Print each record below precisely, with every picture left out of the copy.
(Beginning of Information supplied)
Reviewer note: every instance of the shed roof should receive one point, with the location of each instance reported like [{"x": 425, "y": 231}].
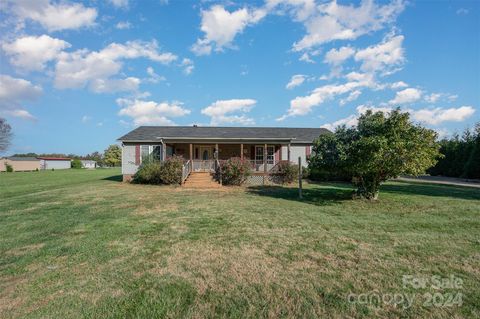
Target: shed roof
[
  {"x": 22, "y": 158},
  {"x": 155, "y": 133},
  {"x": 54, "y": 158}
]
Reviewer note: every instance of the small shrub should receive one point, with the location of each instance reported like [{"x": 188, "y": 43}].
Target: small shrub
[
  {"x": 235, "y": 171},
  {"x": 171, "y": 170},
  {"x": 148, "y": 173},
  {"x": 76, "y": 163},
  {"x": 156, "y": 172},
  {"x": 320, "y": 174},
  {"x": 288, "y": 172},
  {"x": 305, "y": 173}
]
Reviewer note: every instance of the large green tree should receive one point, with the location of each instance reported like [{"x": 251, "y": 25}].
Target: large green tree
[
  {"x": 113, "y": 155},
  {"x": 379, "y": 148},
  {"x": 5, "y": 135}
]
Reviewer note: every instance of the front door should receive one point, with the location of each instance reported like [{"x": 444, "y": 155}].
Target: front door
[
  {"x": 206, "y": 153},
  {"x": 203, "y": 161}
]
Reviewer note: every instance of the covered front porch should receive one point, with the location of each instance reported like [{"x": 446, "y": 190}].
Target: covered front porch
[{"x": 202, "y": 157}]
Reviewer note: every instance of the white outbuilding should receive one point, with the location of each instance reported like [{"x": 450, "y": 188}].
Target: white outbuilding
[
  {"x": 89, "y": 164},
  {"x": 54, "y": 163}
]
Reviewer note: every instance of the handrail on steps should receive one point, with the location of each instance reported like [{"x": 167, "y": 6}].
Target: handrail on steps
(End of Information supplied)
Answer to the exercise -
Reviewer note: every instance of the shed roof should receive one point, with the location of each instance reported like [{"x": 425, "y": 231}].
Target: shed roof
[
  {"x": 22, "y": 158},
  {"x": 155, "y": 133},
  {"x": 54, "y": 158}
]
Reviewer note: every instance of the small shrub should receive one point, with the location of each instance reported like [{"x": 188, "y": 43}].
Target: small shrub
[
  {"x": 235, "y": 171},
  {"x": 171, "y": 170},
  {"x": 148, "y": 173},
  {"x": 76, "y": 163},
  {"x": 156, "y": 172},
  {"x": 320, "y": 174},
  {"x": 288, "y": 172},
  {"x": 305, "y": 173}
]
Reviewer note: every instance of the large green tree should receive one point, with the location of each instance reported like [{"x": 251, "y": 25}].
Target: large green tree
[
  {"x": 113, "y": 155},
  {"x": 379, "y": 148},
  {"x": 5, "y": 135}
]
Reviewer note: every instance of the front door should receive one point, with the location of each instance reported like [{"x": 444, "y": 155}].
Target: front door
[
  {"x": 206, "y": 153},
  {"x": 203, "y": 161}
]
Reviewer note: every instance of the covered front porch should receive one point, with the location of each instance reported like [{"x": 446, "y": 190}].
Target: covered front porch
[{"x": 202, "y": 157}]
Reviewer note: every instance of the white outbuilding should receive one point, with the location of each instance reported like [{"x": 450, "y": 188}].
Target: white outbuilding
[
  {"x": 89, "y": 164},
  {"x": 54, "y": 163}
]
Reviewer note: every instance of the handrail on steps should receive one point, with the location of each instance reported like [{"x": 167, "y": 6}].
Target: handrail on steps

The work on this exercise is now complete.